TEXT SHOWN START
Safety Activation (SA) Set: Malicious image-text pairs paired with rejection outputs train the model to associate harmful visual patterns with the language module’s pre-trained safety mechanisms.
Text Contrast Benign (TCB) Set: Benign image-text queries with syntactic/structural similarity to malicious inputs ensure that the tensors learn visual safety cues rather than exploiting textual artifacts.
General Benign (GB) Set: General benign image-text pairs maintain the model’s performance on harmless tasks, preventing over-restriction.
Figure 1: Examples of image-text query for SA, TCB, and GB ets, highlighting the intentional textual similarity between the TCB and SA sets.

Implementation Details

Textual security tensors, denoted as $\delta_t$ , are learnable vectors in the embedding space of LVLMs and are inserted between the image and text token embeddings. The perturbed embedding sequence $\tilde{\mathbf{E}$ is formulated as:

$\tilde{\mathbf{E} = [\mathbf{E}_{\text{img}; \delta_t; \mathbf{E}_{\text{text}],$

Visual security tensors, denoted as $\delta_v$ , are applied to the preprocessed image space. By operating on the preprocessed image rather than the raw input image, $\delta_v$ can adapt to arbitrary input resolutions.
TEXT SHOWN END
SOURCE DATA START
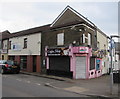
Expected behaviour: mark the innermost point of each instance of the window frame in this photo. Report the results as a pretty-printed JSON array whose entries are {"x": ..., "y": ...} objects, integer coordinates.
[
  {"x": 60, "y": 39},
  {"x": 25, "y": 43}
]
SOURCE DATA END
**TASK OBJECTIVE:** Continue the passage on training security tensors for vision-language models, picking up after its final sentence about visual security tensors.

**REPLY TO THE EXERCISE:**
Experimental Evaluation

The authors conducted experiments to evaluate the effectiveness and generalization ability of the security tensors. The models were tested on both "seen-category" samples (harmful image categories present in the training set) and "unseen-category" samples (novel harmful categories absent in training). The Harmless Rate (HR), defined as the proportion of queries that the LVLM successfully refuses to answer, was used as the primary metric for security performance. Benignness was assessed using the False Rejection Rate (FRR) and the MM-Vet score.

The experimental results indicate that both textual and visual security tensors significantly enhance the visual safety of LVLMs. The effectiveness of the security tensors correlates positively with the inherent safety of the language module in each LVLM. Both $\delta_v$ and $\delta_t$ improve the model's safety performance on harmful image categories in the training dataset and generalize well to unseen malicious categories. In terms of benignness, the introduction of $\delta_v$ and $\delta_t$ causes minimal performance degradation.

Figure 2: Training loss curves for $\delta_v$ and $\delta_t$ across LVLMs, showing visual and textual tensor training loss values across epochs.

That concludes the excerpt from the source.